# Exercise prompt
If a line in the data holds the string "mitten", list it.

(Natural-language object grounding data)

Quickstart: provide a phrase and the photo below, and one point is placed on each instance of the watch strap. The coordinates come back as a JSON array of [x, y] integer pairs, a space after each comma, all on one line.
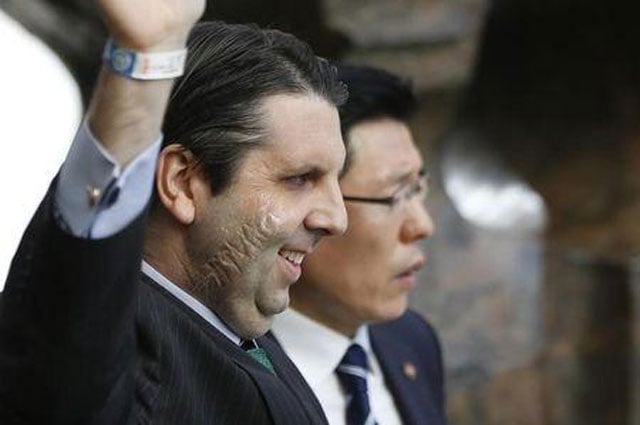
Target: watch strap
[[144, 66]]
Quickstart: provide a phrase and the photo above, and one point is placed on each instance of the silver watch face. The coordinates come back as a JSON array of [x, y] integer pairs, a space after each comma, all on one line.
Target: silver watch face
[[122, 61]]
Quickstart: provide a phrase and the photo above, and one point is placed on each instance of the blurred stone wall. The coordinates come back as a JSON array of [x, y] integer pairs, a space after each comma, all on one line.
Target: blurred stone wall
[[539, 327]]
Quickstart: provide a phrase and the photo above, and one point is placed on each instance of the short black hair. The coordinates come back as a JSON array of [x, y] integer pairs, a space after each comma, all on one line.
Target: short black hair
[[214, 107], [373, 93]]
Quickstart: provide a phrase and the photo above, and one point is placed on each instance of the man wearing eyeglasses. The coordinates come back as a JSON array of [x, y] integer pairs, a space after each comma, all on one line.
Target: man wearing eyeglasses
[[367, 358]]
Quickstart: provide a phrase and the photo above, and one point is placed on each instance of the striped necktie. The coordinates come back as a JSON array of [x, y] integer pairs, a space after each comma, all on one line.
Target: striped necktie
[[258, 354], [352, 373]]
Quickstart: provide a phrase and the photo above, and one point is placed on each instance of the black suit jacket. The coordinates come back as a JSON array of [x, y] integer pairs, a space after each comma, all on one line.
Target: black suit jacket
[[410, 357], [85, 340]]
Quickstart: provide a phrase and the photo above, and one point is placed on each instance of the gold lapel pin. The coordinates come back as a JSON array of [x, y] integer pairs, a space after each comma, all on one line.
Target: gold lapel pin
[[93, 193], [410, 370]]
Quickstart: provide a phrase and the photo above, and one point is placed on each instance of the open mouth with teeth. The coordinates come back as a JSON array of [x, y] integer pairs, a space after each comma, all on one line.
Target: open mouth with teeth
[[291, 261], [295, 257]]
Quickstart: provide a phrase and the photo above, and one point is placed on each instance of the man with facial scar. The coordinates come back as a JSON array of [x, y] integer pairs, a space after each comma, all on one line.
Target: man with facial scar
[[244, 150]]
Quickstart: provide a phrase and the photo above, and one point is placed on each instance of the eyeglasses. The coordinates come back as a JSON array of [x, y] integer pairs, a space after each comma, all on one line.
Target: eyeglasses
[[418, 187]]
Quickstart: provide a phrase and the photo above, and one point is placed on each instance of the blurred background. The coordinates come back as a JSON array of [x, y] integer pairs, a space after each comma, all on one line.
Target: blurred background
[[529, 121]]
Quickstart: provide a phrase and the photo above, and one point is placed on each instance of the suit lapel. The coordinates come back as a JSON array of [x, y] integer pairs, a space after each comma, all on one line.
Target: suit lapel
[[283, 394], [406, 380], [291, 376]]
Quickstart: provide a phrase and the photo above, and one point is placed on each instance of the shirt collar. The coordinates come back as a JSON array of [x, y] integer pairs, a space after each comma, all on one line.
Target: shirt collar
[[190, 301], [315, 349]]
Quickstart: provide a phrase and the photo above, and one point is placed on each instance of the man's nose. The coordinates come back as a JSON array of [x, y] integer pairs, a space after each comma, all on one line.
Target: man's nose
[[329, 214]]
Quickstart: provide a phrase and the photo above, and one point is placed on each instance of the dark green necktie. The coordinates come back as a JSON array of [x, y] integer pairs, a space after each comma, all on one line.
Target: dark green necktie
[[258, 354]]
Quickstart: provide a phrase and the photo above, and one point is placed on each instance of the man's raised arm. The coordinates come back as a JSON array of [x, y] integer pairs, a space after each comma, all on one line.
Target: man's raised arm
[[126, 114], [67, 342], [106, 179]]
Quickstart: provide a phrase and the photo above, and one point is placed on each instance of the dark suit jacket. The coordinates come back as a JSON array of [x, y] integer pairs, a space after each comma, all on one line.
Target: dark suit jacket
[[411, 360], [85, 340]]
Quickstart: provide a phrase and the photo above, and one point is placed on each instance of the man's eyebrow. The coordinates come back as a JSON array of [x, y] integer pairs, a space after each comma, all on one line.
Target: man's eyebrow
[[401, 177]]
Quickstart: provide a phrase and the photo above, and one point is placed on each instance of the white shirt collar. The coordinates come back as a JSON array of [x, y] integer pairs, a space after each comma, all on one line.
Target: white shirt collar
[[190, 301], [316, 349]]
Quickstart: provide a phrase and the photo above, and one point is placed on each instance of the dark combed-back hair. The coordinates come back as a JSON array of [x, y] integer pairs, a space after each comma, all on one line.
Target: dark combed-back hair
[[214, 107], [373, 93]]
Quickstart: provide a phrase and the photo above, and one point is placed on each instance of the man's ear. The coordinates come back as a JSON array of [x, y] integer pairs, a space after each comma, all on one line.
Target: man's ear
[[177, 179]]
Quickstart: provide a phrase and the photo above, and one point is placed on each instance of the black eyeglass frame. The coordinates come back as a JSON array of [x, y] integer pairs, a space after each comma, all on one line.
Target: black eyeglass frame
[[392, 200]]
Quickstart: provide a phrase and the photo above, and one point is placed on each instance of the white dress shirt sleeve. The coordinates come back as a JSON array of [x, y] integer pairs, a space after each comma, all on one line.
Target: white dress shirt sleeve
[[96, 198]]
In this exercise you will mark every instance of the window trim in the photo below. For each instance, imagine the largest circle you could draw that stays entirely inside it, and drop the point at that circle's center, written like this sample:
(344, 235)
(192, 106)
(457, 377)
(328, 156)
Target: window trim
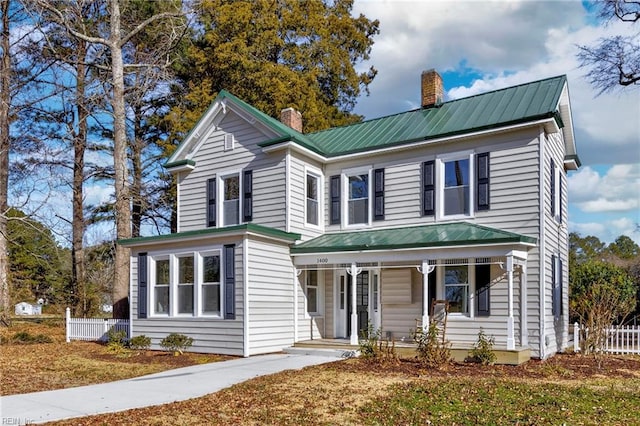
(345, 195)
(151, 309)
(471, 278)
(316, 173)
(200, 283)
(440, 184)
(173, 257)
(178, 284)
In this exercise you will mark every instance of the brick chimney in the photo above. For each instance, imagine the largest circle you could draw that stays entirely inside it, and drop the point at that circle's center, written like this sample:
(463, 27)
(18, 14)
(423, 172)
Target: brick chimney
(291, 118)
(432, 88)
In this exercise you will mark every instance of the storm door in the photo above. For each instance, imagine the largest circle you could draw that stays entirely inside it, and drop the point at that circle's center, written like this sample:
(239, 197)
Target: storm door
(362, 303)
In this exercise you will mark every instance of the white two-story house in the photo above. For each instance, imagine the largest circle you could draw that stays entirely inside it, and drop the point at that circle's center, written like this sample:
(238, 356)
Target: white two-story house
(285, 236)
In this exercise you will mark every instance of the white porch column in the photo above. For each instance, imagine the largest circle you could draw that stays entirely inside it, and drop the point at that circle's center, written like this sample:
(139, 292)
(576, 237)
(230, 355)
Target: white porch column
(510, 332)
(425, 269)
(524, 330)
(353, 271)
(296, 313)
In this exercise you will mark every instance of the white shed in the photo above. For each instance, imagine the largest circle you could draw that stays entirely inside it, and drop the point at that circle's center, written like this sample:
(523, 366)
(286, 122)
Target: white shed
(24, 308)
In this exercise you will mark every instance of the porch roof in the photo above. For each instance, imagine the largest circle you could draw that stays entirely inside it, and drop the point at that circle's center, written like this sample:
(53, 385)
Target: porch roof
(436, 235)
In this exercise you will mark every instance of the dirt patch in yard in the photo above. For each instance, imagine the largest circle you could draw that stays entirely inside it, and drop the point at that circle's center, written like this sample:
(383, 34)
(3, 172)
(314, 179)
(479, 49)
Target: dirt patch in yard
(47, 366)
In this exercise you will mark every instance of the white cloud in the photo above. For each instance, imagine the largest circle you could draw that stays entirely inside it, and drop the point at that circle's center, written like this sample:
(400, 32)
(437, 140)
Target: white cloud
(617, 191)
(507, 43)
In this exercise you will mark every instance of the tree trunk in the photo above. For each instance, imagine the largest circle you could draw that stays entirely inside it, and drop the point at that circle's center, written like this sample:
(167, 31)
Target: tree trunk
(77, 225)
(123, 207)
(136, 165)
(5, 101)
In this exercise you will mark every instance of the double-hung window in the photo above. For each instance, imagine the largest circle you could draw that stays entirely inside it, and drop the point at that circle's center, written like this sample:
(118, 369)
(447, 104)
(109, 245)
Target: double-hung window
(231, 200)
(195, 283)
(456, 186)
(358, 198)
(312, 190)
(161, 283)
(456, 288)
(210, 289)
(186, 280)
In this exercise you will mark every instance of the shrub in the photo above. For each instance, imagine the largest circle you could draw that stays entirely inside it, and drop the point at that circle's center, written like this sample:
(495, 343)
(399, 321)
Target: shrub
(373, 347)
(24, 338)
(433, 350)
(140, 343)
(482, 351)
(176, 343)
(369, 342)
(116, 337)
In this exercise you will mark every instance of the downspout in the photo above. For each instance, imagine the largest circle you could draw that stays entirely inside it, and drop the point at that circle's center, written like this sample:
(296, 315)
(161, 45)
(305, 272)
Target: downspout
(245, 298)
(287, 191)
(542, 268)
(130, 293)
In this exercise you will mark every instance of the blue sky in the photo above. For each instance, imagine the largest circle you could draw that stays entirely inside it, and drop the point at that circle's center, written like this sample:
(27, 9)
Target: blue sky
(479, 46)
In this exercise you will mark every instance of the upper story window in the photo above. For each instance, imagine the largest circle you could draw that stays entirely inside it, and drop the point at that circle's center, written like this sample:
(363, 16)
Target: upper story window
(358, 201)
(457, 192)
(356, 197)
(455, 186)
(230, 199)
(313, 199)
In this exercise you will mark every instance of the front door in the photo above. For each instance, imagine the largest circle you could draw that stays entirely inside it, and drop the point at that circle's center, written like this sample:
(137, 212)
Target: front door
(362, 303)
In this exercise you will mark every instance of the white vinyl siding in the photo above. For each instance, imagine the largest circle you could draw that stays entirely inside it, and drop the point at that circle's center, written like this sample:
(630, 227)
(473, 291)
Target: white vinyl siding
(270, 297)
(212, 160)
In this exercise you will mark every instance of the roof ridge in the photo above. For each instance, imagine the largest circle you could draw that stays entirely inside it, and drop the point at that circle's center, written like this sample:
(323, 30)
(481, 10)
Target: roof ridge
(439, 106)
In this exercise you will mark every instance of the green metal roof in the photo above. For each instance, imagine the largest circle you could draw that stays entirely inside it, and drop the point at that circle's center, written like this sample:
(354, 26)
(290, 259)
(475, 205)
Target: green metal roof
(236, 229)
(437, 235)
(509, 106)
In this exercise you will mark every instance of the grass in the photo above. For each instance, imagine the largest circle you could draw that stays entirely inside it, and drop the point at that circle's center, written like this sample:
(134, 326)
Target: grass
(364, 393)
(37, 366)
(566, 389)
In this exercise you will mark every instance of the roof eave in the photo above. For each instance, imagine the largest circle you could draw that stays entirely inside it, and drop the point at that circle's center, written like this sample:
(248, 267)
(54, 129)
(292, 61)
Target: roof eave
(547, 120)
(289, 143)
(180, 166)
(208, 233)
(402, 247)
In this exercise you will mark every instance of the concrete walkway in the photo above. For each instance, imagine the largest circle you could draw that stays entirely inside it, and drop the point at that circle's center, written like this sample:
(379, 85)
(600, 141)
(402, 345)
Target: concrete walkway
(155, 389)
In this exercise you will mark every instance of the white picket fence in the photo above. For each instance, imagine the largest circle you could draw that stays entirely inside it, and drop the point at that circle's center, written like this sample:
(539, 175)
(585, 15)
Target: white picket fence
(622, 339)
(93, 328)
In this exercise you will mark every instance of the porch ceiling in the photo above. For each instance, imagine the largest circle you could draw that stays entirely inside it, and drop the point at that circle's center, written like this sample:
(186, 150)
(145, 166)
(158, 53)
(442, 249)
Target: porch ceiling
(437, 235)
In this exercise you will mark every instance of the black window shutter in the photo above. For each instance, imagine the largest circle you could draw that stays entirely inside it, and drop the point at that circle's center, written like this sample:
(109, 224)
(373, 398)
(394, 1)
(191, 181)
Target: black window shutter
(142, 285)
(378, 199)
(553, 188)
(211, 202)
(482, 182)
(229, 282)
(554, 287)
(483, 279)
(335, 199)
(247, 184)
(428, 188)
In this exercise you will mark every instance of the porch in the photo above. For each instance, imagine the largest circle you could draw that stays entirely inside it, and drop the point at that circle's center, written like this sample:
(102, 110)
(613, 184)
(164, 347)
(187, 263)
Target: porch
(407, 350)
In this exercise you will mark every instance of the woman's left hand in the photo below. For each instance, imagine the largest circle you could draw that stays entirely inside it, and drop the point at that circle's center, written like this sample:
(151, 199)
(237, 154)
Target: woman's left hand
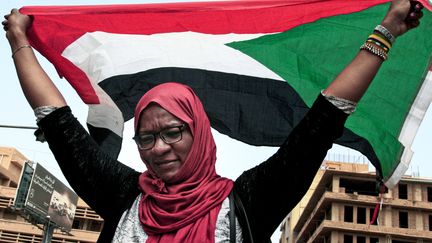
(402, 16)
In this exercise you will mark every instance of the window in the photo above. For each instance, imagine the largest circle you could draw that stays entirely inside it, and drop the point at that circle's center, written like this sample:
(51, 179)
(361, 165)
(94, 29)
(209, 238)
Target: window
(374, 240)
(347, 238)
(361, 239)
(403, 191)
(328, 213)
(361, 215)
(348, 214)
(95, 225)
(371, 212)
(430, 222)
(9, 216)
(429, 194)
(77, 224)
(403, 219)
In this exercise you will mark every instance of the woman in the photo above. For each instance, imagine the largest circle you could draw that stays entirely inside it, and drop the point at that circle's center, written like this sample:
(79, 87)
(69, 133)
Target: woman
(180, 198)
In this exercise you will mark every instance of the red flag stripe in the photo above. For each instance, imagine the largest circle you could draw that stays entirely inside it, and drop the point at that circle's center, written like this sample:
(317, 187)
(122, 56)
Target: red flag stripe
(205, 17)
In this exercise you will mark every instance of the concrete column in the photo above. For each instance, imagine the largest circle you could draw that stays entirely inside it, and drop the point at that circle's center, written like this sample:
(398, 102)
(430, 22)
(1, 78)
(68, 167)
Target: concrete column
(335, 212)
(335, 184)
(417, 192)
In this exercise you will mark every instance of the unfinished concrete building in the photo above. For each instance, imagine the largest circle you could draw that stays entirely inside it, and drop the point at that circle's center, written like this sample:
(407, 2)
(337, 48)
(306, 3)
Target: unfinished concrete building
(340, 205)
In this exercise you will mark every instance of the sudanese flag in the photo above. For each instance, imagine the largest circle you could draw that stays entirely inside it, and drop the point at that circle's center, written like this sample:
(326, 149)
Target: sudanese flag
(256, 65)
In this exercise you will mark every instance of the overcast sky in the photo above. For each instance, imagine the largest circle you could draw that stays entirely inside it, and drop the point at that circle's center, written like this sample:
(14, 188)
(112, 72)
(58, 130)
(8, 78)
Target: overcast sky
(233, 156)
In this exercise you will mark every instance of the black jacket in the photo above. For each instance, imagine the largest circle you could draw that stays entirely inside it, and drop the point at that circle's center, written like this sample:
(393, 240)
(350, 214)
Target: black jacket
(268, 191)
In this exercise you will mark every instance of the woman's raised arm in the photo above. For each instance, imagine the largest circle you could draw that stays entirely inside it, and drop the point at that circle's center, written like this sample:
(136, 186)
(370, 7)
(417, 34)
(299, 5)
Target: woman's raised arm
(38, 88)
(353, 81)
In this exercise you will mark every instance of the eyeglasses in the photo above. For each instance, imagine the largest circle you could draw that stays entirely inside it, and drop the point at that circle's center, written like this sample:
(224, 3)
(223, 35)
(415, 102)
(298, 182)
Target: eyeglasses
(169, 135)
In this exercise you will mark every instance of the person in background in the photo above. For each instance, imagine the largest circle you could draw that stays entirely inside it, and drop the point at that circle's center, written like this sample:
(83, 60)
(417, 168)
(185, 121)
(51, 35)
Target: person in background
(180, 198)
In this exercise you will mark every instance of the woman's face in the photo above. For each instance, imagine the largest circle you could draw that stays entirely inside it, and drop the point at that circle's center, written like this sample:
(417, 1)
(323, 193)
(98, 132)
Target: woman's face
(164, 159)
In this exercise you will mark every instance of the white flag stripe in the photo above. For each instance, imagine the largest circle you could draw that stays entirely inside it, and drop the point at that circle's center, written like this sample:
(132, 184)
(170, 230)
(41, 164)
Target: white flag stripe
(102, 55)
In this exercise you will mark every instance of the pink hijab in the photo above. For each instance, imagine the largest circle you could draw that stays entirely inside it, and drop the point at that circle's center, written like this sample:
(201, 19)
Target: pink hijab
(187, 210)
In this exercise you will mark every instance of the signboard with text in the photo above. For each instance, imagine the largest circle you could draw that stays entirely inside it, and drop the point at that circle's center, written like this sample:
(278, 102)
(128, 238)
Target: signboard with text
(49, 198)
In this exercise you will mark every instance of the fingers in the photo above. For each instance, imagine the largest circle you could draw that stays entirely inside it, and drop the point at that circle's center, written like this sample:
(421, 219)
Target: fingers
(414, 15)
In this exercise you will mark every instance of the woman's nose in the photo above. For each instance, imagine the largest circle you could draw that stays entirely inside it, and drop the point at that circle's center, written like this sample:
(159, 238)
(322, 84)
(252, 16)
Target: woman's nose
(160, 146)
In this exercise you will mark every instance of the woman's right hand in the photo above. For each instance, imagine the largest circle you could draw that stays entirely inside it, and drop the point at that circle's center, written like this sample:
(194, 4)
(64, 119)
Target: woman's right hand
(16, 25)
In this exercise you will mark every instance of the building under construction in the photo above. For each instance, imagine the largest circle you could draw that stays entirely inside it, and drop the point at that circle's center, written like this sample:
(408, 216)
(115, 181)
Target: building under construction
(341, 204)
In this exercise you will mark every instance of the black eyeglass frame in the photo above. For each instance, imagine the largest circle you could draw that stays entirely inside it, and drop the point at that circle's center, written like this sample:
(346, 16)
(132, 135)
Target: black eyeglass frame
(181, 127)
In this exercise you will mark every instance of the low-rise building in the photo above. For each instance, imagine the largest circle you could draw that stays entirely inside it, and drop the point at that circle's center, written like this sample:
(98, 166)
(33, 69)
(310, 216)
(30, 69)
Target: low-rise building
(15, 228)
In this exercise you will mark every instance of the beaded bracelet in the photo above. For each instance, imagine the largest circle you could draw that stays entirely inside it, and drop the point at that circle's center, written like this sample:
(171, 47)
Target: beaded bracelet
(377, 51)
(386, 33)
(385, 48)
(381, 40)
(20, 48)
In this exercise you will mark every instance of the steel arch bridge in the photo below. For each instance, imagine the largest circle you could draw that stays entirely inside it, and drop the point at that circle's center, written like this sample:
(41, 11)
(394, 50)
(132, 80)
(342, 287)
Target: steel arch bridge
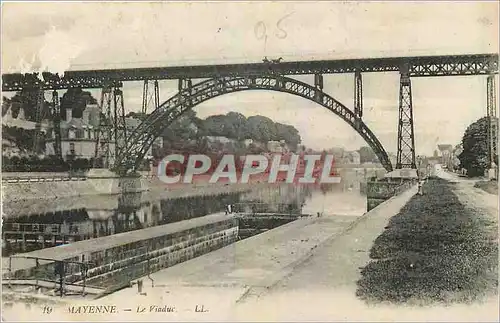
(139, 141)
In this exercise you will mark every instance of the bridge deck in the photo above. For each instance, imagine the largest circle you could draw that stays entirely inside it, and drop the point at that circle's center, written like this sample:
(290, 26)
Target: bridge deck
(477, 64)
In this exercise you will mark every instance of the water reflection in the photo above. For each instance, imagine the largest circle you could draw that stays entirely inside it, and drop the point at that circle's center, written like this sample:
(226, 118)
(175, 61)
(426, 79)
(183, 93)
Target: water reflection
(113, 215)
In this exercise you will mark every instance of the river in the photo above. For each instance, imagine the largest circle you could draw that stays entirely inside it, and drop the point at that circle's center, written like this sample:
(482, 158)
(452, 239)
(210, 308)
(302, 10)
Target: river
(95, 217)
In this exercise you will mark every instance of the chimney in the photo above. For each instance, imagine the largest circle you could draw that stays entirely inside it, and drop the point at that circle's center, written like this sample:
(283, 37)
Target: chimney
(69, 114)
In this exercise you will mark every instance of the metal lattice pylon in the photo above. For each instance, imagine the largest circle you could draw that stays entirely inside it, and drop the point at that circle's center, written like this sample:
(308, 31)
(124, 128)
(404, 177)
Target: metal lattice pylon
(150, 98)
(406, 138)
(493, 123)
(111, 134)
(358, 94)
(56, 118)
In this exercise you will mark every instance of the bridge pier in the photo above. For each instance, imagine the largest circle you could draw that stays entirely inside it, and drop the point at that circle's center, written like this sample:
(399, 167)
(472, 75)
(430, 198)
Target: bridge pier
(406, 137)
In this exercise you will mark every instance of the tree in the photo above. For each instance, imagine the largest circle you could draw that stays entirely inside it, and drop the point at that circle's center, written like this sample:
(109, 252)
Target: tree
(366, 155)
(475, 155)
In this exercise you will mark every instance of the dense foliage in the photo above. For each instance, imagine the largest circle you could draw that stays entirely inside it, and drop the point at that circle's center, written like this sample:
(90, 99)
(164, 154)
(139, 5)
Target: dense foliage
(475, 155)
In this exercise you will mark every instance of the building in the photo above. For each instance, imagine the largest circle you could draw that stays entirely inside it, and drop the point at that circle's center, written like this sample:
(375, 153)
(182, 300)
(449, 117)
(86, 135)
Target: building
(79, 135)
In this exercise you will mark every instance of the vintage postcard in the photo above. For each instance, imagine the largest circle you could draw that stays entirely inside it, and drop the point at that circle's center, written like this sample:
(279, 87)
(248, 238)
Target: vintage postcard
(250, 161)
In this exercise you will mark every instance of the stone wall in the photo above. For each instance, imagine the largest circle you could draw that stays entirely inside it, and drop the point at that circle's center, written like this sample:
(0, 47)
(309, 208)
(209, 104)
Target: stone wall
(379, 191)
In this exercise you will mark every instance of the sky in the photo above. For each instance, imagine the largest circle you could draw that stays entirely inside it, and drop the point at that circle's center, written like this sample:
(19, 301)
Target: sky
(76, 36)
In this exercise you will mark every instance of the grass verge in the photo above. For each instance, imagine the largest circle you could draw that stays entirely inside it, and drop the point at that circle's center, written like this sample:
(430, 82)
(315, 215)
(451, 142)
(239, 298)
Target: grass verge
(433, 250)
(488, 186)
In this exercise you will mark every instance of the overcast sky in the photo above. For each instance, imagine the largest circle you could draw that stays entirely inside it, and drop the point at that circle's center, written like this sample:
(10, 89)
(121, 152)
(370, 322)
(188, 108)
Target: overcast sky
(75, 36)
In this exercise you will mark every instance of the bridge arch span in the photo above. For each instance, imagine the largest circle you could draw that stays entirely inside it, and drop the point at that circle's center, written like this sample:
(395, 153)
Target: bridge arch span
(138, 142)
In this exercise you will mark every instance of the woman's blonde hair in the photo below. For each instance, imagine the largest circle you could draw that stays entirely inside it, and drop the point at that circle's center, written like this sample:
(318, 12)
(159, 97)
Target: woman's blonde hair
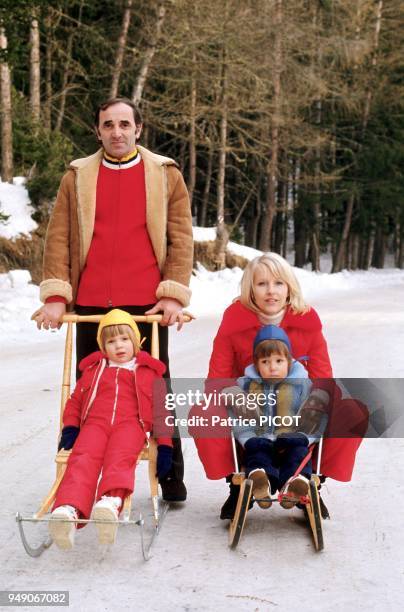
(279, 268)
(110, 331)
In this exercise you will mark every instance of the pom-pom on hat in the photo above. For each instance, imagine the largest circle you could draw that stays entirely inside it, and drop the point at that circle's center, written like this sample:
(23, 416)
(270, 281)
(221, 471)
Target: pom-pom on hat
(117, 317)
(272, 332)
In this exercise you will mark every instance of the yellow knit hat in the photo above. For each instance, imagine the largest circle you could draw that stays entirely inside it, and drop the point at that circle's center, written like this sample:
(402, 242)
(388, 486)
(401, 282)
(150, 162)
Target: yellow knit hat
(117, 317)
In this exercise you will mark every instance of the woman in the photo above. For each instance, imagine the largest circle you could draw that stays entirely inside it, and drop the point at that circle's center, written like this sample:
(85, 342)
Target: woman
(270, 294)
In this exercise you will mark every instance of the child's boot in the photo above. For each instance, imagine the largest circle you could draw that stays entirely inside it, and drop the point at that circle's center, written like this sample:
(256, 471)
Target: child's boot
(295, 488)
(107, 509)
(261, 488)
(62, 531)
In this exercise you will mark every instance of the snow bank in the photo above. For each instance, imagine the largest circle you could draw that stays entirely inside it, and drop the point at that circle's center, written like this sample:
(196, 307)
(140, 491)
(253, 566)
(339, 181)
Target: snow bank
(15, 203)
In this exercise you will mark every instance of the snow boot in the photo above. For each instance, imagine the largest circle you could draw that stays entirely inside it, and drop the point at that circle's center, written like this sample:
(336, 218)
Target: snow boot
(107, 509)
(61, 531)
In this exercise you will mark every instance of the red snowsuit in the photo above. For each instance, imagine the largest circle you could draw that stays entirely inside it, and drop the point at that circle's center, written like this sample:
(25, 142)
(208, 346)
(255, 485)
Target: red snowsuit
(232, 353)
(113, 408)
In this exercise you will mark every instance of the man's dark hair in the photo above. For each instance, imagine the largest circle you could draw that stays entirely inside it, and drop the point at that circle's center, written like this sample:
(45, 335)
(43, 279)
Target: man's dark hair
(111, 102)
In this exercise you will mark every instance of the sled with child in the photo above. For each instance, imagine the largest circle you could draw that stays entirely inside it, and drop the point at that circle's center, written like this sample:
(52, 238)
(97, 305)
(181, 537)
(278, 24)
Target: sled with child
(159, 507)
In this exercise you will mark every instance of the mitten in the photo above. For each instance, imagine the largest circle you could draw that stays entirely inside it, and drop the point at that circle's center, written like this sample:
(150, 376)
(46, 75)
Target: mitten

# Response to this task
In this exercise you will mark every instance of the mitten in the photo above. For each instance, imagine the largest circle you could draw that stays entirely inside it, and drop the point at that circle's center, written like this sample:
Target: mitten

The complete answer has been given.